WORK INSTRUCTION: Resume the mailing-list post on timeouts and connection failures, writing on from the sentence it ends with.

EXTRACT PROVIDED START

[E-Lang] remote comms: Timeouts and Connection Failure
Marc Stiegler
marcs@skyhunter.com
Fri, 20 Apr 2001 09:38:31 -0700
Alan Karp wrote:
> > This situation is rare if you are thinking of "connection" failures, but
it
> > is a common symptom of logic errors in the sending program. Normally
> > keepalives are sent by the low-level messaging code, while the message
> > you're expecting is coming from the application. If the application
gets
> > stuck in a loop, or misinterprets the request as something that needs no
> > reply, you'll get your keepalives but not your message. Maybe I write
> > particularly bad code, but I see this behavior much more frequently than
an
> > undetected lost connection.
This ratio of many application failures per "connection" failure could be
caused by either bad code or good connections; in this case, I am just sure
that you are writing excellent code, but are experiencing truly spectacular
connections :-). I, on the other hand, may write bad code, but I have truly
appalling connections, so for me the keepalive stream still works as a
reasonable default policy :-) As I said in another thread, if E didn't
supply a keepalive stream impatience policy, I would have to write one.

EXTRACT PROVIDED END
EXTRACTED DATA START

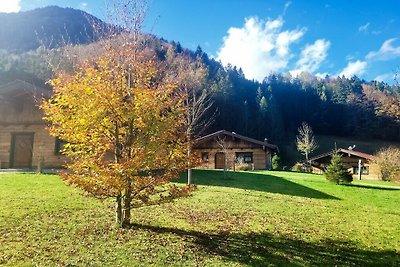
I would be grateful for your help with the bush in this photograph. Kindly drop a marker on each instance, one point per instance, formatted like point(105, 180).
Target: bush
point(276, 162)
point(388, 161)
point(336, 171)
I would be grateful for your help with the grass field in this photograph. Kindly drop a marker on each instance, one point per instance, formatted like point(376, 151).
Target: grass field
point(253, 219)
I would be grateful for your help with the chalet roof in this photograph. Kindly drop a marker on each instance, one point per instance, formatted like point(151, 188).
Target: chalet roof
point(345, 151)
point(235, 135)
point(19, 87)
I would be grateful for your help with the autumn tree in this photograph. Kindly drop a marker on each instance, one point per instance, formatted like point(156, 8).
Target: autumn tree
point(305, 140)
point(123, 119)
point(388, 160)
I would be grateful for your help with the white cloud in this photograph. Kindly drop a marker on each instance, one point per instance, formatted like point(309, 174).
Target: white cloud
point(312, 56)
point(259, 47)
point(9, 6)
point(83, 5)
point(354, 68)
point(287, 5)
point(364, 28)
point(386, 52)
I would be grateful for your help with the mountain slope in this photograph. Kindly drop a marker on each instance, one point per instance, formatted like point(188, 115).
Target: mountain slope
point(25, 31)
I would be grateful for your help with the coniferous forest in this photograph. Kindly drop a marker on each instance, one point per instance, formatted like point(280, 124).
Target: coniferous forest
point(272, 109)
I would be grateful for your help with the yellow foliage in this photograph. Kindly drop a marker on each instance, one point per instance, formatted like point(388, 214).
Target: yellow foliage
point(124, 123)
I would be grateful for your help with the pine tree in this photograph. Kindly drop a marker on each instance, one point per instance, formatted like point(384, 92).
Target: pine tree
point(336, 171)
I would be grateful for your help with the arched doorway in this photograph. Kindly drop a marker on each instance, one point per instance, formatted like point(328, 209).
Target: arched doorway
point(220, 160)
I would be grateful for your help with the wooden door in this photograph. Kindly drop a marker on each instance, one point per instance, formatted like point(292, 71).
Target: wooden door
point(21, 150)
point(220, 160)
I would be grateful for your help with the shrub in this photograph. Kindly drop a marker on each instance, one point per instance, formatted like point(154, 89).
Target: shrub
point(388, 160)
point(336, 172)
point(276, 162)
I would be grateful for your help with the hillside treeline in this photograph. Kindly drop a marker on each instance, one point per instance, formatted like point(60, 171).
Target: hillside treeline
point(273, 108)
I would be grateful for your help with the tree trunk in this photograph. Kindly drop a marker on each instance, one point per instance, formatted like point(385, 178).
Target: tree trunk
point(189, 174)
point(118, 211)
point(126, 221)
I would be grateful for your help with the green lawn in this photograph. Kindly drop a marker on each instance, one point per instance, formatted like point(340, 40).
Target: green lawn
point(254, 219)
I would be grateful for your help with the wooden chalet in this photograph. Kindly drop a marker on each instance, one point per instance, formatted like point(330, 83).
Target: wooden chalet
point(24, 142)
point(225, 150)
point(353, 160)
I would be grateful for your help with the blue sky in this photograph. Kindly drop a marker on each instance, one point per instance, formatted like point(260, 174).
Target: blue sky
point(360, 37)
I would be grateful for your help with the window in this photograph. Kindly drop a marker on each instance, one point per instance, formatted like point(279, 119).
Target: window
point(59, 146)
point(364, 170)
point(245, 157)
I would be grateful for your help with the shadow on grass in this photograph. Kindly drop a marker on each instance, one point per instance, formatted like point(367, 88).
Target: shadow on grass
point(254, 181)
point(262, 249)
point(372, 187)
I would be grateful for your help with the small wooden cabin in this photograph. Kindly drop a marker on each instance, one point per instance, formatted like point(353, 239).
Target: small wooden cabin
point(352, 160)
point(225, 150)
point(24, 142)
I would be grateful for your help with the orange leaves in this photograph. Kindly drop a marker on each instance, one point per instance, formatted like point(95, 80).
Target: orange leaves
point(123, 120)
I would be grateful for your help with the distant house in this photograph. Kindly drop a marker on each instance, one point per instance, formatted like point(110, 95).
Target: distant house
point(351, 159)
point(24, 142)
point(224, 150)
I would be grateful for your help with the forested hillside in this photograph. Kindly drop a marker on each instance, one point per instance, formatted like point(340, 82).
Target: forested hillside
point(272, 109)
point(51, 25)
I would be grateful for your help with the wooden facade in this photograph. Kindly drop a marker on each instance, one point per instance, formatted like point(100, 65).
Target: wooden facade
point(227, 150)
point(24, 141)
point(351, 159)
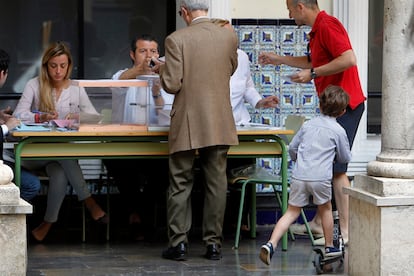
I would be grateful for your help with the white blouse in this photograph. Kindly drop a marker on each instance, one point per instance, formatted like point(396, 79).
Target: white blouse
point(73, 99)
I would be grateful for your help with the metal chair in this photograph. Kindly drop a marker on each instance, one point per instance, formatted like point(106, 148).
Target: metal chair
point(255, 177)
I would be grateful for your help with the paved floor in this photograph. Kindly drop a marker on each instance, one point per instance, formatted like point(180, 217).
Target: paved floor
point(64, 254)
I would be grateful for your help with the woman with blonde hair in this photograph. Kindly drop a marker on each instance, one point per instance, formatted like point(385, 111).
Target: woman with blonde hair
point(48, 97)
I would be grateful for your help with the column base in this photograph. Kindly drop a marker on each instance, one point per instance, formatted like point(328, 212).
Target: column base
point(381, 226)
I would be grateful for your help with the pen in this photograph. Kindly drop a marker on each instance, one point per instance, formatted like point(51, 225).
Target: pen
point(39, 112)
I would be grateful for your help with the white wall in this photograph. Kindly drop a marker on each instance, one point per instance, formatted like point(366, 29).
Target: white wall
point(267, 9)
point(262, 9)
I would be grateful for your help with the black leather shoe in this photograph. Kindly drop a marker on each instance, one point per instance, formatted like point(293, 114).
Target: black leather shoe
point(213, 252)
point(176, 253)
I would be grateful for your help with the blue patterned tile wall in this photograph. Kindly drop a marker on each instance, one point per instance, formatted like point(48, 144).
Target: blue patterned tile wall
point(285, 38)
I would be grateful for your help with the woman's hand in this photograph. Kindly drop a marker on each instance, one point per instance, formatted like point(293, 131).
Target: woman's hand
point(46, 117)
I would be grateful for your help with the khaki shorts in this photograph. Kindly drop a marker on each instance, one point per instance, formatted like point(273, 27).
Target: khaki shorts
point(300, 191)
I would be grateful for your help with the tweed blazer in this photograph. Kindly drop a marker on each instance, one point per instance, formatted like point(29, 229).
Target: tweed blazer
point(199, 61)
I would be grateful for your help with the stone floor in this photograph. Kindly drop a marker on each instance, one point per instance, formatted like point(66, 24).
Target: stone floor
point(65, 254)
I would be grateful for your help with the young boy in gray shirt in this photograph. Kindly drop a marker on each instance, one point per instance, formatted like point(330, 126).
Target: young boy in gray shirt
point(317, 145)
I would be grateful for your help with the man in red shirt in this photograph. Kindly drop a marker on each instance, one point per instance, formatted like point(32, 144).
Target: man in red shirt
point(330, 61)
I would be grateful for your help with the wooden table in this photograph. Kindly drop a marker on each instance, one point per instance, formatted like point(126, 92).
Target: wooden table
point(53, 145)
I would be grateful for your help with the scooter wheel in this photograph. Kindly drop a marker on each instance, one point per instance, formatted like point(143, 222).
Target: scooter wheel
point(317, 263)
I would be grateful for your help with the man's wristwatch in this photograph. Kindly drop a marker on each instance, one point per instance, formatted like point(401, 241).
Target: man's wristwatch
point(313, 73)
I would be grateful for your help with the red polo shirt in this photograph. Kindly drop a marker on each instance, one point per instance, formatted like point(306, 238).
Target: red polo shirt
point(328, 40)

EXTRACTED DATA END
EXTRACTED DATA START

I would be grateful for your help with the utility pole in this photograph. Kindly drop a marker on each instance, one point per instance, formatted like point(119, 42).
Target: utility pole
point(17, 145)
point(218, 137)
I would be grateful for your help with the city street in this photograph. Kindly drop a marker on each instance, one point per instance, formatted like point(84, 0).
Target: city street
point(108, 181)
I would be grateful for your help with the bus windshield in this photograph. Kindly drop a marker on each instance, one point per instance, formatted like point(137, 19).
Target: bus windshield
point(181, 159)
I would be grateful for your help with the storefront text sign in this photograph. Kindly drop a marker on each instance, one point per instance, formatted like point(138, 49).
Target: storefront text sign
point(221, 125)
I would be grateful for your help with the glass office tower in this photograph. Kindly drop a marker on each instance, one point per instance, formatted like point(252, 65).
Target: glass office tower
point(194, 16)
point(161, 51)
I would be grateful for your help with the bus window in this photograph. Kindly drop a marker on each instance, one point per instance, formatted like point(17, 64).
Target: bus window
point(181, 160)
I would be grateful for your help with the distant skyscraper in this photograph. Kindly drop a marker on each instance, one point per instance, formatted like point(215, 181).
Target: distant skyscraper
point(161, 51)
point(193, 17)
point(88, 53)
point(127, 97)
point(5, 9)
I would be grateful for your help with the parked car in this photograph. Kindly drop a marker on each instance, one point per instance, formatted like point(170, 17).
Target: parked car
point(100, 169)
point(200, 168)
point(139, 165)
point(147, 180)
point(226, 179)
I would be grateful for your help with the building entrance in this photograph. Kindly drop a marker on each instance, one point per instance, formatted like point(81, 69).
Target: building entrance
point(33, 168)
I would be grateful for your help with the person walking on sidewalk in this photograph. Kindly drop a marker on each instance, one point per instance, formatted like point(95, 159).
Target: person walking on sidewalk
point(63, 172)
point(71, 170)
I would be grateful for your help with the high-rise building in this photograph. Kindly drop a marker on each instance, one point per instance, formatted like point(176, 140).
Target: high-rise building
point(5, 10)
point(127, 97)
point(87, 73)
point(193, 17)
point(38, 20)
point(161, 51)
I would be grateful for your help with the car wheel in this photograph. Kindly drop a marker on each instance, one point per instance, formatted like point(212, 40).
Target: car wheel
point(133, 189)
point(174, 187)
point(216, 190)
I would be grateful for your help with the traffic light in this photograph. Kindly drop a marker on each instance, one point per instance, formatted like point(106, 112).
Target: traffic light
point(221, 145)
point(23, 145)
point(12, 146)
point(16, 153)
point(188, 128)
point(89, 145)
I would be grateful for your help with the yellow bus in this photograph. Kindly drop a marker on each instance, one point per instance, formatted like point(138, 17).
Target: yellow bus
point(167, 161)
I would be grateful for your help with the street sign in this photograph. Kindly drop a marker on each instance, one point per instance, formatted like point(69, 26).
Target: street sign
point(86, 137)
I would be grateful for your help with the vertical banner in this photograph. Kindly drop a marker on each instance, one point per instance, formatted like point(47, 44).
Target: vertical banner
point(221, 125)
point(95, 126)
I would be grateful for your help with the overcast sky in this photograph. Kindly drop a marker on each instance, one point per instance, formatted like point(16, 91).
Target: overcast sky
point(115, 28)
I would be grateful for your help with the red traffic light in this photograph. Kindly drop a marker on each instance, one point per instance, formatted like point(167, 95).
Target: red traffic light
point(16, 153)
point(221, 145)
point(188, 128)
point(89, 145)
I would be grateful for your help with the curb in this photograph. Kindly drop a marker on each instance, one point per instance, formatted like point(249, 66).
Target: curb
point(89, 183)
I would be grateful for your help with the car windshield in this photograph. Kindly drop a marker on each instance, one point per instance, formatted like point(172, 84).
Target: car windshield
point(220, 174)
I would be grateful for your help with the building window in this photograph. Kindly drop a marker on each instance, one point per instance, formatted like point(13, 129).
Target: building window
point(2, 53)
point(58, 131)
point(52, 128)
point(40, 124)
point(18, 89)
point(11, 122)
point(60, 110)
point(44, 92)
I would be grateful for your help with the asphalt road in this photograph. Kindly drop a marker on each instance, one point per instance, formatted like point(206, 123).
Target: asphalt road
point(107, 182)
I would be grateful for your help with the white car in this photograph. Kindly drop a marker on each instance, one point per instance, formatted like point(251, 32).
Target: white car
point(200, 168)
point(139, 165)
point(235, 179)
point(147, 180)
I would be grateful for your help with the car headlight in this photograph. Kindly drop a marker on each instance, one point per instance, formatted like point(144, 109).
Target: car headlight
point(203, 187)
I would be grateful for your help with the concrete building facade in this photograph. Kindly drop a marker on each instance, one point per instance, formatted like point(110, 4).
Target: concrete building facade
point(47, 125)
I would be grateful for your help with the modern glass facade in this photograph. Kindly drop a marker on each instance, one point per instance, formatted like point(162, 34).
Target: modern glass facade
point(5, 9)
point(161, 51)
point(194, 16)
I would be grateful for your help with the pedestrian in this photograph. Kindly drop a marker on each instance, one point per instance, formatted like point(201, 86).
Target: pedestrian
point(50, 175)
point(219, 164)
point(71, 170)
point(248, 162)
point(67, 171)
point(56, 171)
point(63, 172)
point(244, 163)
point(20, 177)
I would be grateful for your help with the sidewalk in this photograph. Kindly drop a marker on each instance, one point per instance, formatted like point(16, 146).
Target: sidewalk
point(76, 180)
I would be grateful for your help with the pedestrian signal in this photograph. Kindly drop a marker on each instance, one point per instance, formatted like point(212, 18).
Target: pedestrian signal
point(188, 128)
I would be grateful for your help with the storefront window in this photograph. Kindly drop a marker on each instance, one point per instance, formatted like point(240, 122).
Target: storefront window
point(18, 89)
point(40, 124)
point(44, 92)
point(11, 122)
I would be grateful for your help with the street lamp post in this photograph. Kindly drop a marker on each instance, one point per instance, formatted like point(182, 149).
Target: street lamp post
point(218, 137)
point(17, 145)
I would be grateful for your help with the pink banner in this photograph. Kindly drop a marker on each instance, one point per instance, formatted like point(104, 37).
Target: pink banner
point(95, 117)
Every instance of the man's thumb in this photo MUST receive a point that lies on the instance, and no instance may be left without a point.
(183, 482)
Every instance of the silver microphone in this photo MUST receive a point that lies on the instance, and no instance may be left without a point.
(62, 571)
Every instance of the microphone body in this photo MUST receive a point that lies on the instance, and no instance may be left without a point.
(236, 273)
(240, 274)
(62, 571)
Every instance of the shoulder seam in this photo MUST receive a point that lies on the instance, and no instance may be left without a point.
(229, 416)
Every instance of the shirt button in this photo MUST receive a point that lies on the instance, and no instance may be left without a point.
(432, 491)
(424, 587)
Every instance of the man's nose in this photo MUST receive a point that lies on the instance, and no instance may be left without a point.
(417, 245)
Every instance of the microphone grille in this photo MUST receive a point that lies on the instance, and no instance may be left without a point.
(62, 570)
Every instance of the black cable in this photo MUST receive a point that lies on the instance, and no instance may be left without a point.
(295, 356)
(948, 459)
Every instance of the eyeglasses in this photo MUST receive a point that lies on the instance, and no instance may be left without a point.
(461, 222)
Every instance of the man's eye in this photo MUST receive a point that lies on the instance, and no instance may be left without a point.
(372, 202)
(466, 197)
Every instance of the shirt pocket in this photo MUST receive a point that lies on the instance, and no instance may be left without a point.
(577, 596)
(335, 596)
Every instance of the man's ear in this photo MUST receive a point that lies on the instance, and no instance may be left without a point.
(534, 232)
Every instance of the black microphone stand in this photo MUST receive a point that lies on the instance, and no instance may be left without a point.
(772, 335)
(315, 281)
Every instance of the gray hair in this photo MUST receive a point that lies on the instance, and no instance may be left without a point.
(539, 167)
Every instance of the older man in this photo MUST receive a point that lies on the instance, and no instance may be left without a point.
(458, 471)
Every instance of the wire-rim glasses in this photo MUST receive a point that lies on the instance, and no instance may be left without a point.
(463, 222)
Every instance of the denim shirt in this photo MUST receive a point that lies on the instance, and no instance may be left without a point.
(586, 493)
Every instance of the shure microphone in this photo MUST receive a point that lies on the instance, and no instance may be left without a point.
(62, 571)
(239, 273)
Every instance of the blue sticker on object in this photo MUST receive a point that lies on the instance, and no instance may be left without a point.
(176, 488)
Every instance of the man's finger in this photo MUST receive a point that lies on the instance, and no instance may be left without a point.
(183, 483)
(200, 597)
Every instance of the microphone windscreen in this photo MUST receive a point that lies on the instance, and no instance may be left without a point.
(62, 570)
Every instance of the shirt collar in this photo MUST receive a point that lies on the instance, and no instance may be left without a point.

EXTRACTED DATA END
EXTRACTED DATA START

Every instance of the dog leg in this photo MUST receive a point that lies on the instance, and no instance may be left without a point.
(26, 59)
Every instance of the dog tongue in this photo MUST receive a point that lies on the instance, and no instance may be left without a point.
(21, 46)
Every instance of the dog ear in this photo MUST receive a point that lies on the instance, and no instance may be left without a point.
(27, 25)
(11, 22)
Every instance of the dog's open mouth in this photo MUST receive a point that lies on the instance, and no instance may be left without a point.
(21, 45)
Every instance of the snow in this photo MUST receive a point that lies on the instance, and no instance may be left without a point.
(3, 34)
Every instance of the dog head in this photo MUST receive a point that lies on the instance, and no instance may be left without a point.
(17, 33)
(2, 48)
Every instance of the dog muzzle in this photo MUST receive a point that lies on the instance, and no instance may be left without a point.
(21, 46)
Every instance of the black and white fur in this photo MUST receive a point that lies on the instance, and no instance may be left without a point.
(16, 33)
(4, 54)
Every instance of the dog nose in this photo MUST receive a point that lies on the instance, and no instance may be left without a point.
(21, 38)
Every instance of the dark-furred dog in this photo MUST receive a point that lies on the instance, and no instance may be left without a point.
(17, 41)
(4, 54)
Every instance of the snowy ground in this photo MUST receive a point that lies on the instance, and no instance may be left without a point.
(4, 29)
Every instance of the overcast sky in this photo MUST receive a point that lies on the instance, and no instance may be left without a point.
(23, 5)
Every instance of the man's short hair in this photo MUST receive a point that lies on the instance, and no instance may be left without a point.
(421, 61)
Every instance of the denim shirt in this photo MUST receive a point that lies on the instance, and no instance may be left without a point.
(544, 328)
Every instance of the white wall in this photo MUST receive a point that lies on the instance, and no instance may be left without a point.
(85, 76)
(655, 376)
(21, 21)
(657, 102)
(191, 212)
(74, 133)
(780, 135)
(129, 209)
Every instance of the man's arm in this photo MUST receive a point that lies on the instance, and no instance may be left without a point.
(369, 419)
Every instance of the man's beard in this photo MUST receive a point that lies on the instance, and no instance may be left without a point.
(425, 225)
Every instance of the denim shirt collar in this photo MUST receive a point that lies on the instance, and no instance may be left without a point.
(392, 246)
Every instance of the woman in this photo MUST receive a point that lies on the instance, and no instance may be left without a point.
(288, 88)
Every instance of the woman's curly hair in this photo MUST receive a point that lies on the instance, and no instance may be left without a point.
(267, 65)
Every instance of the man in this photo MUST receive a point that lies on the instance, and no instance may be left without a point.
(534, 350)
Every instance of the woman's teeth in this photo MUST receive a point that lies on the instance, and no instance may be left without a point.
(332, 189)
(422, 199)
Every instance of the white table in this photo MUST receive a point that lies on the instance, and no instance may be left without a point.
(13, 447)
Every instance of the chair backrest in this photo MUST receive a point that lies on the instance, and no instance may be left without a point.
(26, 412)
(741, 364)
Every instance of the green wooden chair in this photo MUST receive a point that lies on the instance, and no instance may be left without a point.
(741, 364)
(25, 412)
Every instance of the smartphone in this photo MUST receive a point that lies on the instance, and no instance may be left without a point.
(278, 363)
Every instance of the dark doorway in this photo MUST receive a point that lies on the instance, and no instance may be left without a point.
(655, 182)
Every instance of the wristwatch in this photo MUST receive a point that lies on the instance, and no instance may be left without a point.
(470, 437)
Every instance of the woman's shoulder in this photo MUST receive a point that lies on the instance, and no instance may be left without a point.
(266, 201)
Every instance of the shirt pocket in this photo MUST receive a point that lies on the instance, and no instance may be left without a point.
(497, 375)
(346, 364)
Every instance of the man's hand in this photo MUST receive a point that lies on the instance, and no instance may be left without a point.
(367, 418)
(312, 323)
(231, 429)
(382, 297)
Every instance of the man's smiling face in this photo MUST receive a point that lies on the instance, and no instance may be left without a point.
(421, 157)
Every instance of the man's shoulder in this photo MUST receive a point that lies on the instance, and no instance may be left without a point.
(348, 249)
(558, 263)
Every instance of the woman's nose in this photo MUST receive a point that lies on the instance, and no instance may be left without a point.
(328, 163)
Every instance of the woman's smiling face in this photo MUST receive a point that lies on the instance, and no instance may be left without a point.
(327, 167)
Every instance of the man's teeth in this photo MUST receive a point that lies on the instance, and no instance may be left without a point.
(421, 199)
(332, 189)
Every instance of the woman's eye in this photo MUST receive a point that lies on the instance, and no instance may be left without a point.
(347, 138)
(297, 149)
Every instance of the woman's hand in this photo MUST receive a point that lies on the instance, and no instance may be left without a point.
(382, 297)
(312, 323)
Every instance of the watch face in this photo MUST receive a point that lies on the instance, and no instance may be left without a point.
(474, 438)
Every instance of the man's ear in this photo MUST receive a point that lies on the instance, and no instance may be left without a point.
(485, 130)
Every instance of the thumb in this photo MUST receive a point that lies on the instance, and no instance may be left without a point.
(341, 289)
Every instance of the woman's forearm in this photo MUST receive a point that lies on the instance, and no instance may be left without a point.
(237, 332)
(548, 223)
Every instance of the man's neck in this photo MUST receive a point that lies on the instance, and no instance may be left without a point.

EXTRACTED DATA END

EXPECTED OUTPUT:
Actually, even when I factor out failures of the comm infrastructure (like
getting dial tone on my modem line in the middle of communication), the
servers I connect to are more likely to crash than my E applications are
likely to get locked up. I do not think this is because of my own personal
wizardry. E shares with Smalltalk the characteristic that iteration through
a collection requires no human intervention to "getNext" (unlike the Java
Enumeration class). This small detail eliminates the bulk of infinite loops
(well, the bulk of my infinite loops, anyway: my Smalltalk programs never
got into infinite loops either). And of course E doesn't get caught in
thread-based deadlocks either. So about the only common way you can lock up
an E program is by screwing up a "while" loop, of which I seem to write
extremely few in E (don't know why, but so far it is true :-)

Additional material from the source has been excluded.